> Reading text:
Florent,

I'm using MapIcosahedron from the SUMA package to do the spherical
averaging and the distortions are visually quite striking in an area
that is fairly important in this study. Here's a screen shot of the
smoothwm surface after recreating it with an icosahedron mesh:

http://fmrif.nimh.nih.gov/~adamt/ridges.jpg

Note the ridges along the gyrus. There is also a spike coming out of the
sulcus nearby that is a little hard to see.

Ziad (the developer for SUMA) also thought some sort of regional
smoothing might be the best solution. If that's the consensus, we'll
pursue that option.

-Adam

---
Adam Thomas             [EMAIL PROTECTED]
Functional MRI Facility, NIMH/NIH/DHHS
10 Center Dr, Room B1D708A
Bethesda MD. 20892-1148
Phone:301-402-6351    Fax:  301-402-1370

-----Original Message-----
From: florent segonne [mailto:[EMAIL PROTECTED] 
Sent: Thursday, November 10, 2005 4:51 PM
To: Thomas, Adam (NIH/NIMH)
Cc: freesurfer@nmr.mgh.harvard.edu; [EMAIL PROTECTED]
Subject: Re: [Freesurfer] problems with spheres

Dear Thomas,

Looking at the file rh.sphere.asc, it seems that the problem comes from 
the spherical registration that generates a spherical surface with, as 
you said, small triangles slightly overlapping.

However, these distortions should be extremely small. If you really need

to get rid of them, one hacky solution would be to detect these (small) 
regions and to smooth them untill the overlapping edges(faces)
disappear. 
Since these regions are small, this should not generate large 
metric distortions.

But maybe Bruce has some other ideas.

> Provided data:

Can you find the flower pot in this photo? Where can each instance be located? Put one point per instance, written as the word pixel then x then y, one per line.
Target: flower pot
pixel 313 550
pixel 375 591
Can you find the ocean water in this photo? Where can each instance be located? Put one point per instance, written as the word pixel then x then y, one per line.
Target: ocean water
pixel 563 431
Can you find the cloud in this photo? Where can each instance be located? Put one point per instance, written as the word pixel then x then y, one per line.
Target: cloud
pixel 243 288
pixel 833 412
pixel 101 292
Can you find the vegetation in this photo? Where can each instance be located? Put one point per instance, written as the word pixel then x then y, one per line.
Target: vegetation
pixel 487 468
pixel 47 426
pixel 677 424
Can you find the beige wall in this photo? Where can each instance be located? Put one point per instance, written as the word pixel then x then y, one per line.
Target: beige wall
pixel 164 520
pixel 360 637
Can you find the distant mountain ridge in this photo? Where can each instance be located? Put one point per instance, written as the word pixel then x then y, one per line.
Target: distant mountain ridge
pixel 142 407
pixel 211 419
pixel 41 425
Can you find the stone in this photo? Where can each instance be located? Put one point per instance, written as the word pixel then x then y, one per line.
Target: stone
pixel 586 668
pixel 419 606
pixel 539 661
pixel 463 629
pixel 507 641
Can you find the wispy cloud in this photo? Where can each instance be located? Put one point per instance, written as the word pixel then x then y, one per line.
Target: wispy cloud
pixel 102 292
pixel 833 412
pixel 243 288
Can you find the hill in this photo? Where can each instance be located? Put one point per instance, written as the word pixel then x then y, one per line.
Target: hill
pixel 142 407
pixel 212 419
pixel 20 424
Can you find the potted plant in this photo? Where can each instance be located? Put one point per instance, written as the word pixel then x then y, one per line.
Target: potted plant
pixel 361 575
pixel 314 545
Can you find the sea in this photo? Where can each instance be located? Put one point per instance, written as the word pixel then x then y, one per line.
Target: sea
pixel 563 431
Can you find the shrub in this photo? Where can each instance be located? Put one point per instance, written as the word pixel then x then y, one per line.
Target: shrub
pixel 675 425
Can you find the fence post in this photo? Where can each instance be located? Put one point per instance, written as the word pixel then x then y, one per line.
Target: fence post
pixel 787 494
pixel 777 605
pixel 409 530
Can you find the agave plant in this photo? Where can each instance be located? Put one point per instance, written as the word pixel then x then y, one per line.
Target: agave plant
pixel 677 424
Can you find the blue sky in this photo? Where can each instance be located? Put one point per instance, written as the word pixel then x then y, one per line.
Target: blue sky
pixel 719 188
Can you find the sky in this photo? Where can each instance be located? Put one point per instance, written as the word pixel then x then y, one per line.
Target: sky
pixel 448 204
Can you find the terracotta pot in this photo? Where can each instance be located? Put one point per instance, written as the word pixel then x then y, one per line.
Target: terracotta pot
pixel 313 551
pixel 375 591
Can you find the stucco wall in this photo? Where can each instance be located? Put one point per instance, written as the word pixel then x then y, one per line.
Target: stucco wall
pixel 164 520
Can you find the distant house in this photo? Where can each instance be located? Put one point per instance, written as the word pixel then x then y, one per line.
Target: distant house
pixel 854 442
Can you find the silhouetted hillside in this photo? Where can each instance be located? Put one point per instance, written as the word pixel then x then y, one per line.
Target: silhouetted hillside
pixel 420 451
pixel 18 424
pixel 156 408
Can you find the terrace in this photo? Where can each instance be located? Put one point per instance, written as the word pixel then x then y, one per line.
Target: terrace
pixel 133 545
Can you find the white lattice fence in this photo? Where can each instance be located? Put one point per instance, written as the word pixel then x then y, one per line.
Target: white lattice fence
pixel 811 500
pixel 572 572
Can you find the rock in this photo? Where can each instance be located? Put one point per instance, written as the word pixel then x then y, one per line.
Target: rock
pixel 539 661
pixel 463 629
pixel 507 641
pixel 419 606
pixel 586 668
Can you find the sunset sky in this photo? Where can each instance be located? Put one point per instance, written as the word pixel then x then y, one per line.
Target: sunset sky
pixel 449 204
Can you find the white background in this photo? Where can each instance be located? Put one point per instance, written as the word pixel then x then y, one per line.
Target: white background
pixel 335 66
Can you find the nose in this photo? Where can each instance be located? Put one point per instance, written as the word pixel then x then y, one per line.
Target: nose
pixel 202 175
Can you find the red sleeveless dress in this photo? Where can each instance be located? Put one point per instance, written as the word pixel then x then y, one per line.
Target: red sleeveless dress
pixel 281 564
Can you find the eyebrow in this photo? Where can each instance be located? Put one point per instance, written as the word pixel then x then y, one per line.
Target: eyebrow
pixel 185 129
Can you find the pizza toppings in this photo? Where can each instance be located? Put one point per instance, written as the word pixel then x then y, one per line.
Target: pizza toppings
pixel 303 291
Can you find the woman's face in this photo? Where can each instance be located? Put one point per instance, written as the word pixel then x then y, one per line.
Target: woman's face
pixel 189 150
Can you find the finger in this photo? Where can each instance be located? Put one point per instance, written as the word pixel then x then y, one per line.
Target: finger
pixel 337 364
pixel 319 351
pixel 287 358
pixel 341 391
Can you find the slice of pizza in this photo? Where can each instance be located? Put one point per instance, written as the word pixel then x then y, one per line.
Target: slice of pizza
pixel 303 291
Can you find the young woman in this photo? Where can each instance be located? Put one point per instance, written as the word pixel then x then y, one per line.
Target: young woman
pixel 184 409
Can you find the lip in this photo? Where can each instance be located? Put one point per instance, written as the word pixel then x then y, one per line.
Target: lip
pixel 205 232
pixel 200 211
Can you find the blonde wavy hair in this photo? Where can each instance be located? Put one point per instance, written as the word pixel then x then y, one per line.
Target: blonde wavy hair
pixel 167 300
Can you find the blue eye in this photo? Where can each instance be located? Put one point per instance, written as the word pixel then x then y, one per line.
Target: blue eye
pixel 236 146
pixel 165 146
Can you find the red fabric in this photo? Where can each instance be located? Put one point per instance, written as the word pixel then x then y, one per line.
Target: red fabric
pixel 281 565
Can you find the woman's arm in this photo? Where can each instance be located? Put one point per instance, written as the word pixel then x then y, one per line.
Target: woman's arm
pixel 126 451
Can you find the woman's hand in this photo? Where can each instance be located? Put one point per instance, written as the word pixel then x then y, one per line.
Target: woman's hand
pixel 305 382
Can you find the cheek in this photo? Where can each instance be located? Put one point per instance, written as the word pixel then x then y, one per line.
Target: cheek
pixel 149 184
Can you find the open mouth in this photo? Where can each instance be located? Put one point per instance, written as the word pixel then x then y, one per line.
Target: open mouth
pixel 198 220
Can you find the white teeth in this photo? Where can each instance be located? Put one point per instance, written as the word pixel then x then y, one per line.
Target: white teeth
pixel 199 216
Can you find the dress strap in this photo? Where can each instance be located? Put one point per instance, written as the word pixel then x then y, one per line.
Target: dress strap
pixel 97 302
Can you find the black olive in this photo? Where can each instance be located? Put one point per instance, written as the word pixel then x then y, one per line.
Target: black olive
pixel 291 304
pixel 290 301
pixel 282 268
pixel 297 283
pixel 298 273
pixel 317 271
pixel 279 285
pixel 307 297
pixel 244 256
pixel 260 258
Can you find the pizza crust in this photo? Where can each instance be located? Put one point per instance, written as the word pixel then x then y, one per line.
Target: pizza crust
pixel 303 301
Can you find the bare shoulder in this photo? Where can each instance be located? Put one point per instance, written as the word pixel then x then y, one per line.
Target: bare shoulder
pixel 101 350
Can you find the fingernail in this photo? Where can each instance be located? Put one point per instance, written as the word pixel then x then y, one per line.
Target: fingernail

> Objective 1:
Answer these from the email thread about spherical surface distortions:
(a) Which program from the SUMA package is Adam using for the spherical averaging?
(b) Which file did Florent examine?
(c) On what date was Florent's message sent?
> Objective 2:
Write the next part of the email thread about spherical surface distortions, starting right after its last sentence.

> Written response 1:
(a) MapIcosahedron
(b) rh.sphere.asc
(c) Thursday, November 10, 2005

> Written response 2:
Florent



-------------------------------------
Florent Segonne
PhD Candidate
Stata Center 32-D430 CSAIL MIT
1 617 253 2986
http://people.csail.mit.edu/~fsegonne
-------------------------------------

On Thu, 10 Nov 2005, Thomas, Adam (NIH/NIMH) wrote:

>
> I recently noticed that some of my subject's spherical surfaces
appears
> to have several small, pyramid-like points on them. One example is
shown
> here in tksurfer:
>
> http://fmrif.nimh.nih.gov/~adamt/sphere.jpg
>
> Looking at these points in more detail in suma shows that several
> triangles are folder on top of each other so that all the vertices are
> on the spheres surface, but some triangles are entirely overlapped by
> others.
>
> The spherical surface is here:
>
> http://fmrif.nimh.nih.gov/~adamt/rh.sphere.asc (11MB)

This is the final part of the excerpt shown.